* Your instructions *
Write out the full listing exactly as given, minus the images.

* Data under study *
---
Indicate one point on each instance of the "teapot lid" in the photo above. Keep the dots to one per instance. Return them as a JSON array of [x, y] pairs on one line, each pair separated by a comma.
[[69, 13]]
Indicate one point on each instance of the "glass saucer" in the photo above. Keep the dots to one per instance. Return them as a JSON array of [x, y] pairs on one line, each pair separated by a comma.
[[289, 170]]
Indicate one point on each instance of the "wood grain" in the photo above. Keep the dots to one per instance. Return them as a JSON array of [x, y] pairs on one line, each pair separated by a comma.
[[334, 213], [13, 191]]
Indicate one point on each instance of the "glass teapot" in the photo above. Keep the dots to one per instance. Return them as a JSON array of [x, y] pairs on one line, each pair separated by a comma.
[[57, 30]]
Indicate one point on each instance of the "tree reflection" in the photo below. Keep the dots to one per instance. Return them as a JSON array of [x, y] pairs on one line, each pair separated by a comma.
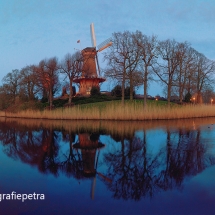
[[132, 170], [136, 173]]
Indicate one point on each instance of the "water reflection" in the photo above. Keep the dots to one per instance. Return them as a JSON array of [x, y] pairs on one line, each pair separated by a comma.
[[130, 169]]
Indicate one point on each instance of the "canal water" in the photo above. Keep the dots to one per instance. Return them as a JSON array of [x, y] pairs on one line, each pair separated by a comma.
[[108, 168]]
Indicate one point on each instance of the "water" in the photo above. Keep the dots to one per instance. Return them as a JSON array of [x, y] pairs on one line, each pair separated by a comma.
[[150, 168]]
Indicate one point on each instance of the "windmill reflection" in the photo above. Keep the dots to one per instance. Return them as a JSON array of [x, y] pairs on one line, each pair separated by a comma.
[[88, 144], [131, 170]]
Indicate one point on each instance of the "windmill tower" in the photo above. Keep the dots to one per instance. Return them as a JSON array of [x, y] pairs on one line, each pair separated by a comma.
[[91, 71]]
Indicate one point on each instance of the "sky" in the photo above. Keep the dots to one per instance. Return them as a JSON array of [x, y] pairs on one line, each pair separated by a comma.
[[32, 30]]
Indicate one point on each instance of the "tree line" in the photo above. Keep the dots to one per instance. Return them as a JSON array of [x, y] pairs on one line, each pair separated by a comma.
[[134, 59]]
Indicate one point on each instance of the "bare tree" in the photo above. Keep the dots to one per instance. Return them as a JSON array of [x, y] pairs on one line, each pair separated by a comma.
[[185, 68], [122, 59], [47, 74], [167, 64], [148, 50], [204, 69], [28, 82], [71, 66], [11, 84]]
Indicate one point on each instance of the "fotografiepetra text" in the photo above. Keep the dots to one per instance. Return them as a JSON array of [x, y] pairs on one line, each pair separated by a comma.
[[22, 197]]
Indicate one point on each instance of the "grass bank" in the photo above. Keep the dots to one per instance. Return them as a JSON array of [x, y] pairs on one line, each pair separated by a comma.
[[113, 110]]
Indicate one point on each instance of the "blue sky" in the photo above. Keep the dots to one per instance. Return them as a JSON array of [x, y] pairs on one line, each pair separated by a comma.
[[31, 30]]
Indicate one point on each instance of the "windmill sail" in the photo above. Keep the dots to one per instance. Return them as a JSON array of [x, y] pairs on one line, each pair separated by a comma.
[[93, 36]]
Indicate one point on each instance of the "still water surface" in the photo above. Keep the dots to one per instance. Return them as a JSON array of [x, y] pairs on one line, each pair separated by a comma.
[[150, 168]]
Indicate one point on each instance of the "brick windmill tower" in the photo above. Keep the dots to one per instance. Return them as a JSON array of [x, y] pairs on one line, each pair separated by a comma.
[[90, 76]]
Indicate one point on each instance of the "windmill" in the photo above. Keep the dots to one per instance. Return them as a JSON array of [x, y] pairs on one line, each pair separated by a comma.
[[90, 76]]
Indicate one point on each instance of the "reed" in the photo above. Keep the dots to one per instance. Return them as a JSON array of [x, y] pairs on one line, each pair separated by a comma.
[[116, 111]]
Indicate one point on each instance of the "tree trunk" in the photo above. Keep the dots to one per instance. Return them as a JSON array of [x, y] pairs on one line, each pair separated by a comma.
[[70, 91], [145, 86]]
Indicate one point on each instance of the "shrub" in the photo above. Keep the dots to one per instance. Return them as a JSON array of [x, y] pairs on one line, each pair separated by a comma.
[[95, 91]]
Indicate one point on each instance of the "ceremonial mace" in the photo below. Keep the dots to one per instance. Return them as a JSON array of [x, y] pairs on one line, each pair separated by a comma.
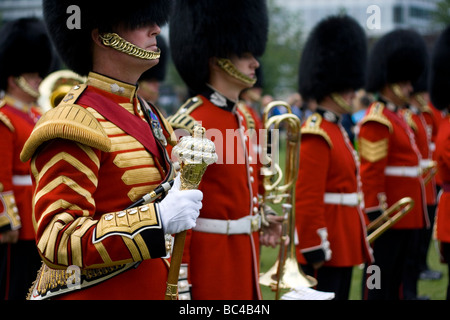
[[194, 153]]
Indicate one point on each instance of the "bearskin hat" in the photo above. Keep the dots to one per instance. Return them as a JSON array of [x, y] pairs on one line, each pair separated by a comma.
[[398, 56], [24, 48], [158, 72], [73, 42], [201, 29], [333, 59]]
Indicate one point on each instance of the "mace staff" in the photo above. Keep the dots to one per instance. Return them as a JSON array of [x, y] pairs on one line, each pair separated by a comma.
[[194, 153]]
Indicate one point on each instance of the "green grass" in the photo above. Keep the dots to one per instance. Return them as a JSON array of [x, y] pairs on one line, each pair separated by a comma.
[[435, 289]]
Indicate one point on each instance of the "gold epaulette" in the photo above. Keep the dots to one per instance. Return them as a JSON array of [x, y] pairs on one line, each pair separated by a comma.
[[426, 108], [407, 114], [182, 119], [312, 126], [250, 121], [4, 118], [67, 121], [376, 114]]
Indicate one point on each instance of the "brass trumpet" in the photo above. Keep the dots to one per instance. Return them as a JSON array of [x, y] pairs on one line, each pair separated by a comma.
[[285, 273], [389, 217]]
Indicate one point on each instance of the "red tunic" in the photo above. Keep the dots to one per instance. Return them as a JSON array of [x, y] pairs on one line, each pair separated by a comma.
[[443, 160], [16, 123], [82, 188], [386, 142], [224, 266], [328, 165]]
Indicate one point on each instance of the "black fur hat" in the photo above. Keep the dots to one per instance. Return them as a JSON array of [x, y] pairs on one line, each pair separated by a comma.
[[73, 44], [158, 72], [201, 29], [398, 56], [333, 59], [439, 80], [24, 48]]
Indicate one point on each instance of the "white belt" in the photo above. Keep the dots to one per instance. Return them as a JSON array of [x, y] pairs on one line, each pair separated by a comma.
[[24, 180], [346, 199], [403, 171], [245, 225], [426, 163]]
---
* The completed task *
Indicate one point on each instance of the "teapot lid" in the photo above. Keep the dots to one per instance. Return them as a JSON array of [x, y] pairs on one line, each pair separated by a comma.
[[69, 13]]
Indicate one point on each instance of the "glass saucer" in the photo above. Keep the dots to one per instance. Return them as a JSON array of [x, y] pairs on one line, each pair separated by a comma.
[[289, 170]]
Indicate one point on each instance of the "wood grain" in the photo above. Keep the dots to one per instance. Return them as a JSON array of [x, y] pairs on one line, each pair separated by a comma.
[[334, 213], [13, 191]]
Indicate one point on each instance of the "glass teapot" in the photo above. Keep the dots to one per instance. Return them as a JSON array of [x, y] pairs on one line, each pair separated by a comma.
[[57, 30]]
Indicate one point on each instance of the "tree reflection" in the photo below. Keep the dots to one per instance. Return them as a JSON array of [x, y] pairs on one line, each pair separated by a comma.
[[132, 170], [136, 173]]
Indicate one point on each instance of the "water reflection" in the photo above. Keep the dots to one per instance. Return them as a JSON array of [x, y] pairs on one line, each pair separated by a comma.
[[130, 169]]
Indicate one point on each instance of the "canal water" in the photo above. Keep the dots to one per instance. Return them as a JSON array of [x, y] pairs on one line, each pair separated by a comma.
[[108, 168]]
Indicate one point on each instance of the "water" in the photo above. Keep the dots to one per instance. Return them as a JSON array of [x, y] pairs on one line, each pair separated by a comma.
[[150, 168]]
Indicate one point on each instance of the "windmill reflection" in the photo above. Keep the dots to one per instance. Return them as a JSON array of [x, y] pairs on one line, each pair separated by a comma.
[[88, 144], [131, 170]]
Indicate one point on each instance of the "windmill tower" in the photo above. Keep the dots to one per instance. Return them as a JSON array of [x, y] pairs on one line, each pair separated by a comma.
[[91, 71]]
Indicate one point on each instance of the "sky" in the photo above. Keep the dots to one per instance. Return them as a JSON array of [x, y] pairs on one line, each pair separated by a comma.
[[32, 30]]
Indicate one point on each instance of the "tree line" in the photo above. Keep the dots to one per instance. Return them as a JSON array of [x, y] pairs on one line, each pair separated by a comma.
[[134, 59]]
Indicate one point on each instance of the "bare tree" in the photo above. Keep the dots to one per instance. Return them as a JSON array of [x, y] pairs on one line, each pair separated by a comma.
[[185, 68], [122, 59], [47, 74], [167, 64], [148, 50], [204, 69], [28, 82], [71, 66], [11, 84]]
Indicate one point on each instance of the "fotografiepetra text" in the photo above. Keep the dots to one per instance. Return them as a JSON array of [x, y] pairs on one line, each pair separated by a comma.
[[22, 197]]
Indicate one point on each instance of the "grass bank" in the photo above. Keep the dots to one per instance. Return them as a JSON array of [x, y] pairs on one line, each pair separated by a comma.
[[113, 110]]
Indicate one point on each instance of the "blue sky" in the photo above. Keep the dots to one per instance. Return them as a JSON array of [x, y] pairs on one line, each pair separated by a comma.
[[31, 30]]
Indicate one point on each instance of the "windmill sail" in the photo above. Keep the dots to one per instance. Return them as a JSON array of [x, y] pairs on one line, each pair separated by a comma.
[[93, 36]]
Indicate one point on each instance of the "still water surface" in the photo above. Keep the dots to one per instance. Return them as a JSON array of [x, y] pairs on one line, each pair separated by a comma.
[[150, 168]]
Indicate one point on each instance of the "brick windmill tower" in the photo above. Keep the dots to one per instance. Return them as a JSON array of [x, y] pairs on one line, each pair separated by a comma.
[[90, 76]]
Indicate one point on each instance of the "windmill" in the photo above. Keep the dots to one per instance. Return them as a JSON array of [x, y] pairs on one line, each pair separated by a comma.
[[90, 76]]
Indicate one point on each instance of the "reed" in the photo above. Keep the dots to one per instance. Return them as a JSON array of [x, y] pairs on one line, each pair separated by a comma.
[[116, 111]]
Indicate one point on each instance of the "tree trunk" in the photo above. Keep the dots to one per instance. Return them as a JSON array of [x, y] pairs on one line, each pair separated by a comma.
[[70, 91], [145, 86]]
Indicate one point on each instance of the "shrub" in the photo above. Keep the dots to one per instance. Return them as a JSON array of [x, y] pairs on one line, each pair separated by a comma.
[[95, 91]]
Indicate one point on each instance of the "ceremonial mace" in the photo below. Keep the dots to one per instance. Return them as a JSON array of [x, y] pairs on one line, each pair separated by a comma.
[[194, 153]]
Indicate one point on each instance of the "bearskin hat" in the photo above. Keep the dots to one per instance. Return them as a JSON array of [x, y] pairs on one line, each pair separated by a comma.
[[398, 56], [24, 48], [158, 72], [73, 42], [201, 29], [333, 59]]
Indicate one point on each instance of the "mace staff" in the photo above. Keep the dots to one per instance. Return them as a JSON array of [x, y] pairs on one line, each pair separated by a comma.
[[194, 153]]
Indicate one point on each instance of the "green grass" in the photo above. Keep the dots to one per instance. Return them as a JSON array of [x, y] pairs on one line, each pair separated by a comma.
[[435, 289]]
Indicate one point on each instance of the "gold epaulette" in the photo above. Keep the dots to one per instance. Return them as a JSON array of [x, y] pairs on one line, each pair separated by a comma.
[[426, 108], [407, 114], [182, 119], [312, 126], [250, 121], [4, 118], [67, 121], [376, 114]]
Indicate one point on each instance of the "brass trumpet" in the photo above. Keep the dots to one per instance. Return them as a JSON array of [x, y] pairs on one line, each pair separated by a comma.
[[285, 273], [389, 217]]
Indicate one point on each instance of the "red tunic" in the photo above. Keep the dots to one per instance. Return them as a JSON array of [x, y] pairs on one line, each pair separated by a comma.
[[443, 160], [16, 123], [82, 188], [386, 142], [224, 266], [328, 165]]
Indicate one point on each instance of the "black fur hat" in the photo above. Keep the dots to one per instance. Return them as a JSON array of [x, y] pairs on one line, each pair separated by a comma.
[[73, 44], [158, 72], [201, 29], [398, 56], [333, 59], [439, 80], [24, 48]]
Indicate one point on each instance of the "white belt" in the photo above. Keep the dots to one per instance. Return them as a JSON array of [x, y] pairs on one line, each pair separated by a comma.
[[24, 180], [346, 199], [403, 171], [245, 225], [426, 163]]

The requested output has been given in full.